__REQUIRED WORK__: Write every entry out again with no changes, and leave the images behind.

__SUPPLIED MATERIAL__:
***

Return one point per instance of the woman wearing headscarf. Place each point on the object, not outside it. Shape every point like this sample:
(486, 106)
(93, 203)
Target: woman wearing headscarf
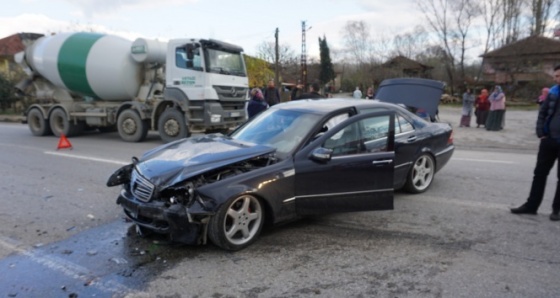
(544, 94)
(257, 103)
(468, 101)
(496, 119)
(482, 105)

***

__EXERCISE OUTPUT__:
Return one point per instance of the woman wearing headscarf. Place each point on the object, not outside it. Shape every point like this sample:
(486, 106)
(93, 203)
Target: woman wearing headscarf
(544, 94)
(257, 103)
(468, 101)
(496, 119)
(482, 105)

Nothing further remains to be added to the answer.